** Start of Listed entries **

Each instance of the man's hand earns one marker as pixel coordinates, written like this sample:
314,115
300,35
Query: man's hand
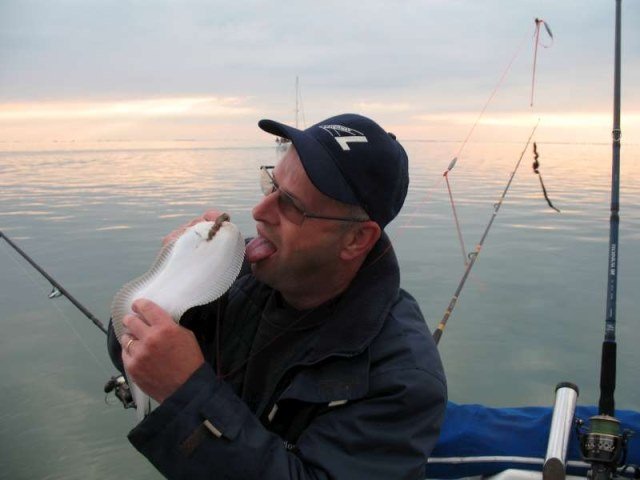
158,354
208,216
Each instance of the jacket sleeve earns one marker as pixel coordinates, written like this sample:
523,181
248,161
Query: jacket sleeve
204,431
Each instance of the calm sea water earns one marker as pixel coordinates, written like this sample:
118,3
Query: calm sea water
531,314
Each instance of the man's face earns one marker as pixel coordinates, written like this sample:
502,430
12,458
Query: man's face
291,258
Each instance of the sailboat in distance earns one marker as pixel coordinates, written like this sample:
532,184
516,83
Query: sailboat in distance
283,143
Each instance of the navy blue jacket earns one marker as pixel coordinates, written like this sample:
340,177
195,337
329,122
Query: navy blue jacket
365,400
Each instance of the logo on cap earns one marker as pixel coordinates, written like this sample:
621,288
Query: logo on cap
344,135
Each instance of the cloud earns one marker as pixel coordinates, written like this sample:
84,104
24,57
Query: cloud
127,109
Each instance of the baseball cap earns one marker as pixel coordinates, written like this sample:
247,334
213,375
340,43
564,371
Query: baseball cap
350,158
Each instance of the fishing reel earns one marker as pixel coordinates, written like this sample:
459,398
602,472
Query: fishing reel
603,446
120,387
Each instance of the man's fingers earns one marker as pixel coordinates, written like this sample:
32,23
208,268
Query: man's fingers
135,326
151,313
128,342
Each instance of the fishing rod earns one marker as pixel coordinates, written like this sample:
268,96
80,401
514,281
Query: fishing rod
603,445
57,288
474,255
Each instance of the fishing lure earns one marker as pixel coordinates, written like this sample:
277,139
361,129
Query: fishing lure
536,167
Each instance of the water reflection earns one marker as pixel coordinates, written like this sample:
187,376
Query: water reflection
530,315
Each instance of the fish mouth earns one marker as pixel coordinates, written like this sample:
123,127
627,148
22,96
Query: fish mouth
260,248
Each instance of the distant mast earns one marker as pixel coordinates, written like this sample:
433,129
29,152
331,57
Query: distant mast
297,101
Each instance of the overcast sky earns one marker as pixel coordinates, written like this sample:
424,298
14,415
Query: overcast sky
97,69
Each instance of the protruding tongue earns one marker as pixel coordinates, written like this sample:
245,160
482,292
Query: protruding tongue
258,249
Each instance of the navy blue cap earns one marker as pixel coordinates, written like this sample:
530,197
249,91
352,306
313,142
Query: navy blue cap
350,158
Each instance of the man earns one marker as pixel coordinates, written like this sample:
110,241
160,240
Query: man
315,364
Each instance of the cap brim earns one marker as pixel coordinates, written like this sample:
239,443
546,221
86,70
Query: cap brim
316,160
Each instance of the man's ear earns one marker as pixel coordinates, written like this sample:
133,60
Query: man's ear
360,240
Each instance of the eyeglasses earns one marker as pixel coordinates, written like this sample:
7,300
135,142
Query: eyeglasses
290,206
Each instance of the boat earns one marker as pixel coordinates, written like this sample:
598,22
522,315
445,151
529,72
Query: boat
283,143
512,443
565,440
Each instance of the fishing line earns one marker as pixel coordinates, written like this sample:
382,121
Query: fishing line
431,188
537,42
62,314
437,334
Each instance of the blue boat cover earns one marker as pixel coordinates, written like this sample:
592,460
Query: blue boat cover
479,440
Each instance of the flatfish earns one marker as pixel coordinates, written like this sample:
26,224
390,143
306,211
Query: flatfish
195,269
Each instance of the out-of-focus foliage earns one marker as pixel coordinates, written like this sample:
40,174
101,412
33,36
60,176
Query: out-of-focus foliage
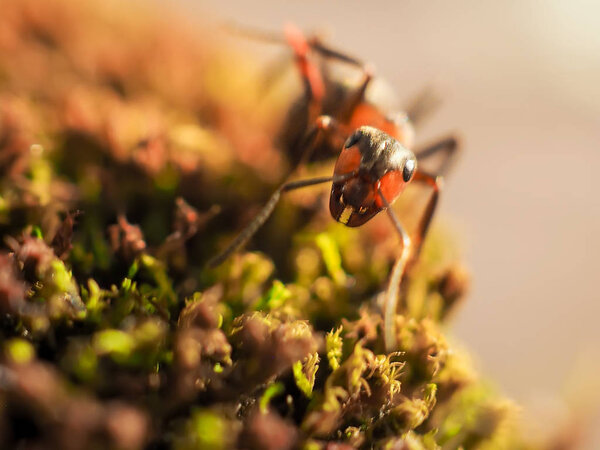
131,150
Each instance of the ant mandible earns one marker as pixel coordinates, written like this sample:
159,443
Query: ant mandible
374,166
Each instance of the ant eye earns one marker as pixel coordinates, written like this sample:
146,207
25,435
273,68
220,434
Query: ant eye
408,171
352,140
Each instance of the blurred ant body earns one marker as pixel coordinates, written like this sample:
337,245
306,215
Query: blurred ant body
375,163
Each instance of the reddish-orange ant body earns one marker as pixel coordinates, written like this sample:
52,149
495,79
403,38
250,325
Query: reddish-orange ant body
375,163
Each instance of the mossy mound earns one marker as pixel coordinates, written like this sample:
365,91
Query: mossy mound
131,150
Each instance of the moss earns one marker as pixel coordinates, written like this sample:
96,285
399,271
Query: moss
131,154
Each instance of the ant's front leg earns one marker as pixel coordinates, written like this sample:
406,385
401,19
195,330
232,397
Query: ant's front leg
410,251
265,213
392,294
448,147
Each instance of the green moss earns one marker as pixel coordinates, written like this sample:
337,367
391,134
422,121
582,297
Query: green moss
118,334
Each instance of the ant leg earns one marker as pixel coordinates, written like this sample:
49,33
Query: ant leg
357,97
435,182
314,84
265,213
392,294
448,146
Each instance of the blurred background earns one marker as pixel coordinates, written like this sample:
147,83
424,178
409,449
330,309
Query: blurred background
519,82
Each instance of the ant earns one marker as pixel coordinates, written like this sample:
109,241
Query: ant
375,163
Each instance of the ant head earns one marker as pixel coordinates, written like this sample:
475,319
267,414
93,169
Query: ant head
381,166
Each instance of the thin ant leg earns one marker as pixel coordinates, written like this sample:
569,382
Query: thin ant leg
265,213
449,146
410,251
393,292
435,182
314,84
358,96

** End of Listed entries **

● Instruction
Take the records above and transcribe them exactly, dropping every picture.

● Answer in full
Each instance of the man's hand earns one marker as pixel coordinates, written like this sample:
314,115
300,35
Query: man's hand
158,354
208,216
Each instance of the jacket sleeve earns one marker as pixel coordinates, written like this sample:
523,181
248,161
Query: jacket sleeve
204,431
Each instance of the calm sea water earns one marker as pixel coordinates, written like this sample:
118,3
Query: calm sea water
531,314
Each instance of the man's face earns one marker as pixel coordinates, written like this sample:
502,430
12,458
Query: man's face
291,258
Each instance of the sailboat in distance earns one marker as pixel coordinates, written like this sample:
532,184
516,83
Query: sailboat in distance
283,143
Each instance of the navy blue jacket earns one marker as pixel coordinates, written like this sample:
340,177
195,337
329,122
Query: navy blue jacket
365,400
Each instance of the logo on cap earns one marker as pixel coordinates, written like this sample:
621,288
Query: logo on cap
344,135
Each instance of the cloud earns one marker as pixel coordinates, written like this sample:
84,104
24,57
Query: cloud
127,109
Each instance of the baseball cap earns one marker as pixel coordinates, written like this sample:
247,334
213,375
340,43
564,371
Query: baseball cap
350,158
Each instance of the fishing reel earns one marker as pixel coordinates, written like this sample:
459,398
602,472
Query: fishing reel
603,446
120,387
Each instance of the man's fingers earns one marker as pixel coordinates, written like this sample:
32,23
208,268
Query: man's fingers
135,326
151,313
128,342
Each instance of the fishing rod earns one marker as pixel coordinates, written like this sample:
268,96
80,401
514,281
Query: fishing rod
603,445
57,288
474,255
Each instance of the fishing lure earns one marker as pixel coordinates, written like this sample:
277,139
361,129
Query: fishing lure
536,167
Each instance of the water reflection earns one marker as pixel coordinates, written like this sample:
187,376
Query: water reflection
530,315
Each instance of the fish mouth earns one marker as pixel coordinates, written like this sample:
123,127
627,148
22,96
Query: fish mouth
260,248
Each instance of the distant mast earns one marker as pixel coordinates, written like this sample:
433,129
29,152
331,57
Query: distant mast
297,101
Each instance of the overcast sky earns one marker as pixel coordinates, written like this sample:
424,298
14,415
Query: overcast sky
97,69
Each instance of the protruding tongue earns one marker as pixel coordinates, written like this sample:
245,160
482,292
Query: protruding tongue
258,249
Each instance of the navy blue cap earns one marker as pixel coordinates, written like this sample:
530,197
249,91
352,306
313,142
Query: navy blue cap
350,158
Each instance of the man earns one marker as pixel coordinates, written like this sample:
110,241
160,240
Query: man
315,364
Each instance of the cap brim earns one marker as pixel coordinates, written like this sample:
239,443
546,221
86,70
Query: cap brim
316,160
Each instance of the man's ear earns one marker as pixel coordinates, written like this sample:
133,60
Query: man's ear
360,240
Each instance of the eyeglasses earns one marker as pixel coordinates, written like this sample:
7,300
135,142
Query: eyeglasses
290,206
Each instance of the boat earns one marker as pixel coordinates, written like this sample:
598,22
522,315
445,151
529,72
Query: boat
283,143
512,443
565,440
Each instance of the fishing line earns one marker as pixel coordinates, written like this sample:
382,121
Query: fishing line
431,188
537,42
62,314
437,334
Each instance of the blue boat cover earns one marker as pixel coordinates, written like this sample:
592,460
Query: blue boat cover
479,440
Each instance of the flatfish earns one marker as pixel coordinates, written like this sample:
26,224
390,143
306,211
Query: flatfish
195,269
Each instance of the out-of-focus foliage earns one marker as pixel coordinates, written like this sample:
40,174
101,412
33,36
60,176
Query: out-of-focus foliage
131,150
Each instance of the ant mandible earns one marker as pixel coordinates, written like this sample:
159,443
Query: ant mandible
374,166
Each instance of the ant eye earns one marker as pixel coordinates, written like this sample:
146,207
25,435
273,68
220,434
Query: ant eye
408,171
352,140
Each instance of the blurred ant body earns one marker as pixel coordinates, written like this sample:
337,245
306,215
Query: blurred ant body
375,163
Each instance of the reddish-orange ant body earns one marker as pixel coordinates, written like this sample:
52,149
495,79
403,38
250,325
Query: reddish-orange ant body
375,163
Each instance of the mossy mound earns one marker as pixel coordinates, written like this sample:
365,91
Query: mossy mound
131,150
Each instance of the moss earns one marker as pixel coordinates, written like this sample:
96,285
399,271
Query: moss
131,154
Each instance of the ant's front leg earns one marker as pixel coordinates, written like this sample:
406,385
401,19
195,330
232,397
Query: ant's front leg
410,251
265,213
392,294
448,147
Each instance of the green moss earns one marker as pixel coordinates, written like this sample:
337,367
391,134
422,121
582,297
Query: green moss
118,334
Each instance of the ant leg earns one marker as pixel coordinates, written like this sample:
49,33
Query: ant leg
357,97
435,182
314,84
265,213
392,294
448,146
Each instance of the blurred background earns one marker as pixel coordinates, written like this sample:
147,83
424,178
409,449
330,309
Query: blurred background
519,82
Each instance of the ant earns one marker as pixel coordinates, written like this sample:
109,241
Query: ant
375,163
Each instance of the ant head earns one marker as pixel coordinates, written like this sample:
475,319
267,414
93,169
Query: ant head
381,166
Each instance of the thin ant leg earns one marker as pixel coordinates, written like this sample:
569,382
Query: thin ant leg
265,213
449,146
410,251
393,292
435,182
314,84
358,96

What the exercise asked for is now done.